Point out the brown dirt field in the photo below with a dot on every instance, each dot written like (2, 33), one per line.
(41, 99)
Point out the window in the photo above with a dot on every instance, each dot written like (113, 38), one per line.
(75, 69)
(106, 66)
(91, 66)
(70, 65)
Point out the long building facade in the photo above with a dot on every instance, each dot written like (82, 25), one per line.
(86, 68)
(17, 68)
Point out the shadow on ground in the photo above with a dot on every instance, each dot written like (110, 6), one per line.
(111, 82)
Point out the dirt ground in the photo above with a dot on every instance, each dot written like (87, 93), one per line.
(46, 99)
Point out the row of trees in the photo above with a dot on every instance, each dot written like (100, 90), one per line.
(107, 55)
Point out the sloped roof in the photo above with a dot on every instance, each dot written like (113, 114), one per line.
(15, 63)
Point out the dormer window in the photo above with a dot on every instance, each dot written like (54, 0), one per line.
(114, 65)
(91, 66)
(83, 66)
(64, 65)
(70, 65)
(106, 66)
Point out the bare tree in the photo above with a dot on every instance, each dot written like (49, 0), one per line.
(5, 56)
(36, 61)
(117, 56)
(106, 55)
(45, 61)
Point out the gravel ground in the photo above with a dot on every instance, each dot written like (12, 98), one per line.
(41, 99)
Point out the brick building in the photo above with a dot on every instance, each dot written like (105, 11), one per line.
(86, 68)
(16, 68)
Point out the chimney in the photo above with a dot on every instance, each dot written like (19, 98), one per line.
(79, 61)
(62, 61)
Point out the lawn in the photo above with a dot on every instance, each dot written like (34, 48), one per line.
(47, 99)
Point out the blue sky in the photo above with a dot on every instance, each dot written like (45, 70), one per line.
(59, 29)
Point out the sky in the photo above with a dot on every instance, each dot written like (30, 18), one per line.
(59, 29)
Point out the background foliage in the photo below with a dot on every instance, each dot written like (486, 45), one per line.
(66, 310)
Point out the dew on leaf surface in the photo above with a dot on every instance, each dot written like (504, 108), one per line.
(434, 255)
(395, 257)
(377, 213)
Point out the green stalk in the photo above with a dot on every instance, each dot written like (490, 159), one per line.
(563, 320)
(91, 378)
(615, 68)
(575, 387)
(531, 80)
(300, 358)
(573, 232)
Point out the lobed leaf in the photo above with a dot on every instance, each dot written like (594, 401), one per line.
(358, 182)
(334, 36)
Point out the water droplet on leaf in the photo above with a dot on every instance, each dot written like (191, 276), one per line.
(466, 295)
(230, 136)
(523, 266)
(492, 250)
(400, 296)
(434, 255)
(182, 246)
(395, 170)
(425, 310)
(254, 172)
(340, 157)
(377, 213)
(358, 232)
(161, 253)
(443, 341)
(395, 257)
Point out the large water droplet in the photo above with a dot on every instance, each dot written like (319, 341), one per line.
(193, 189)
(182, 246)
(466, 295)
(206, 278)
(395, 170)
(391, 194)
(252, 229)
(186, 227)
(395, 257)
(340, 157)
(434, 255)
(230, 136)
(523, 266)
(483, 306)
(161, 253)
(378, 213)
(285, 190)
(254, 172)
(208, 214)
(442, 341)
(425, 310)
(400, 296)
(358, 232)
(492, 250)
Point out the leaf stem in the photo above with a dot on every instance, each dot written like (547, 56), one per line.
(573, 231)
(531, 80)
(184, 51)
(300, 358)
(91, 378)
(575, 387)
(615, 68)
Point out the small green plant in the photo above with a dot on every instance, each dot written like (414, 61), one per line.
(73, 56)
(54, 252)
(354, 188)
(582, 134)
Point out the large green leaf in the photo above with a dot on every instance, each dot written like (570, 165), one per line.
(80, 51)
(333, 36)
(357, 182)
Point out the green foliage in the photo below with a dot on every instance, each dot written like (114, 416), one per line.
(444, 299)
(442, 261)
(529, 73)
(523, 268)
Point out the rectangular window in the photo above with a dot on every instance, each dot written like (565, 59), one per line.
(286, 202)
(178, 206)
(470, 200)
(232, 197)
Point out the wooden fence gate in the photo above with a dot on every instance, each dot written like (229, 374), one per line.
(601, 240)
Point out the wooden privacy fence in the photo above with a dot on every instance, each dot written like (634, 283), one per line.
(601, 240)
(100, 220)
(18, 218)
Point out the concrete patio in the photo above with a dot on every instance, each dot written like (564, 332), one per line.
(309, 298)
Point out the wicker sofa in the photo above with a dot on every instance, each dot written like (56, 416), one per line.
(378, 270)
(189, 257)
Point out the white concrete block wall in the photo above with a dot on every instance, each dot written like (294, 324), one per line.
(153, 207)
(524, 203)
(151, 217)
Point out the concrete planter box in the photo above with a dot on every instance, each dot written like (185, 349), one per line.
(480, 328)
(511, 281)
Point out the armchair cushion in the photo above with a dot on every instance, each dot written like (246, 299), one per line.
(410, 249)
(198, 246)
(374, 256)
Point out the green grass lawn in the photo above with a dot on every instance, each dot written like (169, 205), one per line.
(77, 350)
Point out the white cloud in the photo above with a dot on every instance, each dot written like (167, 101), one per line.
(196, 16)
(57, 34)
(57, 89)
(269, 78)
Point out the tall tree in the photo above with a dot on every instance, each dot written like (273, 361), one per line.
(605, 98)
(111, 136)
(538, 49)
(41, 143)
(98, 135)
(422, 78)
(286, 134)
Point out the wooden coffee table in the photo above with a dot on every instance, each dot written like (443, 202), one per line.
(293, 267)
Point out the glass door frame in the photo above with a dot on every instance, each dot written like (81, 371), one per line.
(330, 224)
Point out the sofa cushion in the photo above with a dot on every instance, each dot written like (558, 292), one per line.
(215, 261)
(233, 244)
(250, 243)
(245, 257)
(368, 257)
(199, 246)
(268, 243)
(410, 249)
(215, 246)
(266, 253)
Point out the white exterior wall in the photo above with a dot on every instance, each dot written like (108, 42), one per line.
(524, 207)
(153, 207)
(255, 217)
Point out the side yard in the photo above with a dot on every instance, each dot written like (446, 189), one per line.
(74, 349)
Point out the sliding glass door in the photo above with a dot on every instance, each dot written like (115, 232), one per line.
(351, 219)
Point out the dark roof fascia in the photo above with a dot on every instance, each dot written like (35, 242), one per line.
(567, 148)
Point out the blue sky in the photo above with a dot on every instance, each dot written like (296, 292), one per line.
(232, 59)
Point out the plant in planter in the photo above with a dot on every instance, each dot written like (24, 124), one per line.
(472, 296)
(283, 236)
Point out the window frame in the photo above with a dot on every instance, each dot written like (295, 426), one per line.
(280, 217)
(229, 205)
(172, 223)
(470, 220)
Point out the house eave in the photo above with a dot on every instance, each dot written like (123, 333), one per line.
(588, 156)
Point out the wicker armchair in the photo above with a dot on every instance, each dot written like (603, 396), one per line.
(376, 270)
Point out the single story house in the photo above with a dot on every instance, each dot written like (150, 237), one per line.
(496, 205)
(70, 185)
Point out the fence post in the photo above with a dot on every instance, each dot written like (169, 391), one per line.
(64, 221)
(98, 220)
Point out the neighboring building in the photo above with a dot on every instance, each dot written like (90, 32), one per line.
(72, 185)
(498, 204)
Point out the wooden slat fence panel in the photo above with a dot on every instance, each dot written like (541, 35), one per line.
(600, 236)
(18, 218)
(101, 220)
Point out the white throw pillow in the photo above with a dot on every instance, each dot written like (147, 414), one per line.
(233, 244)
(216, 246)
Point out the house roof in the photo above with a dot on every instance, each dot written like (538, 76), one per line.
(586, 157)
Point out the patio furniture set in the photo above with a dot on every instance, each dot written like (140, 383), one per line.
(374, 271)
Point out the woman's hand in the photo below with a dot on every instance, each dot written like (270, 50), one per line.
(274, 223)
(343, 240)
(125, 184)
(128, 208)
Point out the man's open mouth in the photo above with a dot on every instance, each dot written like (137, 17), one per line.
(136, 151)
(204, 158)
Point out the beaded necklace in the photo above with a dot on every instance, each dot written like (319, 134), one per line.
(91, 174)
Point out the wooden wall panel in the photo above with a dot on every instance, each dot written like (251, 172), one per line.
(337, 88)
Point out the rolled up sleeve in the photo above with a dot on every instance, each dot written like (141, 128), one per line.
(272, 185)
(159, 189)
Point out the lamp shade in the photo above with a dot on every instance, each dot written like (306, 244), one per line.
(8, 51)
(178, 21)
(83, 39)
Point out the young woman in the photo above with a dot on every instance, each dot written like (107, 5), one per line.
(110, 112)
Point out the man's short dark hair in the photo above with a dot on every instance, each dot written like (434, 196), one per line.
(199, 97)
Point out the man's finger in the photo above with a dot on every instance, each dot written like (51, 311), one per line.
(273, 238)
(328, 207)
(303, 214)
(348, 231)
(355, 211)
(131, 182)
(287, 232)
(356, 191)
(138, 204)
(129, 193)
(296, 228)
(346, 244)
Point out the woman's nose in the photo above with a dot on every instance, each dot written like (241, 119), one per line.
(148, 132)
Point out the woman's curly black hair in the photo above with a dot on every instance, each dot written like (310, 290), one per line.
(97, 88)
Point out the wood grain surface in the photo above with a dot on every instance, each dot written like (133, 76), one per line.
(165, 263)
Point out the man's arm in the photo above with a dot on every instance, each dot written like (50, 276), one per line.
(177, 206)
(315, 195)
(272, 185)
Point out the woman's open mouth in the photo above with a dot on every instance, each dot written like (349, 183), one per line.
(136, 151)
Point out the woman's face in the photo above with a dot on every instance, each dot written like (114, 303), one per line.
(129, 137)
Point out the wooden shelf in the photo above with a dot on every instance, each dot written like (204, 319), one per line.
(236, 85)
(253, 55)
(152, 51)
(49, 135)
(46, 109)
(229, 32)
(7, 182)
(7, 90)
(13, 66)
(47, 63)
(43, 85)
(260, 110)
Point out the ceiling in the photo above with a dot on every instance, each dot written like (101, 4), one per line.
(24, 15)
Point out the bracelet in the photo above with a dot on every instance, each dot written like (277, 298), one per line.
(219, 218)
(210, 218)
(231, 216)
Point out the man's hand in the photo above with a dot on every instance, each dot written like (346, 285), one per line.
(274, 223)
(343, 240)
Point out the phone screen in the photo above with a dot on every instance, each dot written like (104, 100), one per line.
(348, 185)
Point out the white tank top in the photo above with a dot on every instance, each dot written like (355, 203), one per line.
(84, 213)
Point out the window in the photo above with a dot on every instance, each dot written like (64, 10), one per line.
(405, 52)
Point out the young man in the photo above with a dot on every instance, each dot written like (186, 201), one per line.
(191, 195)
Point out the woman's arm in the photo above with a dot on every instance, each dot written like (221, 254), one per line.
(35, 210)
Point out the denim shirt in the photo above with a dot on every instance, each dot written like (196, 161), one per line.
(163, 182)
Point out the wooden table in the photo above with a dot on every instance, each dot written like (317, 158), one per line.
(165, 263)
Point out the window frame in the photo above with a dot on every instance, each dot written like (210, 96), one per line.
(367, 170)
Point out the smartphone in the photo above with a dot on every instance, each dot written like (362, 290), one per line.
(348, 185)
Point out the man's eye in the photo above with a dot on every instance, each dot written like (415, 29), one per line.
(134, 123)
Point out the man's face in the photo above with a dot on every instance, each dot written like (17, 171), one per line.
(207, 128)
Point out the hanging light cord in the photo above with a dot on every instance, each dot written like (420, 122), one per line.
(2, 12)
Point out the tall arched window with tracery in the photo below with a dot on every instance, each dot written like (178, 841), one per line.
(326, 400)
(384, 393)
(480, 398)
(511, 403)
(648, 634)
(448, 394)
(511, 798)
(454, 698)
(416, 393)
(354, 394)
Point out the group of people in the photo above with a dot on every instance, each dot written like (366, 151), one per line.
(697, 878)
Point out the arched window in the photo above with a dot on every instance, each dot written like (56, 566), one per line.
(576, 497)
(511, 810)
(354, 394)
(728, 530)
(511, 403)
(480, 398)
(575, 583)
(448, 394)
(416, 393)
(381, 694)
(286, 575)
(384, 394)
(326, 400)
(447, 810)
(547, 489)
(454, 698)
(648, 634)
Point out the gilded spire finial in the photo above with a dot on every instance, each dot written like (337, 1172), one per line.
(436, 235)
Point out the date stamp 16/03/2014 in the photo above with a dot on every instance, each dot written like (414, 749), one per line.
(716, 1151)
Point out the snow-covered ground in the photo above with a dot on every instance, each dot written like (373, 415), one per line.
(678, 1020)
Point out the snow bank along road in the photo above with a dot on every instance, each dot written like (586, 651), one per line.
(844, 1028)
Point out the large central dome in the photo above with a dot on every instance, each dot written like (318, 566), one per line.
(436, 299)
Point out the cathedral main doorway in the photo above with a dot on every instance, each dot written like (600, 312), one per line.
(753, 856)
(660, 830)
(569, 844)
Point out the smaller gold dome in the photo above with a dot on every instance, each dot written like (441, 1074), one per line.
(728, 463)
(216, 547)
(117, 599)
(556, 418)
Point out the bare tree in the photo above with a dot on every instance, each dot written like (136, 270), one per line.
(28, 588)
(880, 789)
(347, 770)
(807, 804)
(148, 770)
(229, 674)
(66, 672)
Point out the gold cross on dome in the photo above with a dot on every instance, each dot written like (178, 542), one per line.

Problem to work on -
An exact, line-for-line copy is required: from the line containing "Point out the date" through the final line of the listing above, both included, with nothing else.

Written response -
Point out the date stamp 16/03/2014 in the photo above with a dot on every instance, each dot written like (414, 749), one per line.
(716, 1151)
Point out the snow-covered ground in the photo above with a dot on every instance, each dot written like (373, 415), one per line.
(678, 1020)
Point out the snow bank along road in the photo above with a dot on every instance, each dot written like (586, 651), one per line.
(844, 1028)
Point out the large central dome in the photo above with a dot on every instance, each dot written like (318, 566), one per line.
(436, 299)
Point out the cathedral main doorway in the photo above with a dot on every instance, each dot written like (600, 312), one per line.
(753, 856)
(660, 830)
(569, 844)
Point out the smaller gold dome in the photo above with a dot on every instance, each dot written like (441, 1074), one per line.
(728, 463)
(216, 547)
(117, 599)
(556, 418)
Point out the bare tree in the photo above with a dot on every instance, each dot written like (136, 270), one per line.
(28, 588)
(880, 789)
(347, 770)
(807, 804)
(148, 770)
(229, 674)
(66, 672)
Point out the gold cross on dome in the photo above with a dot on every instance, each dot written like (178, 542), one per line.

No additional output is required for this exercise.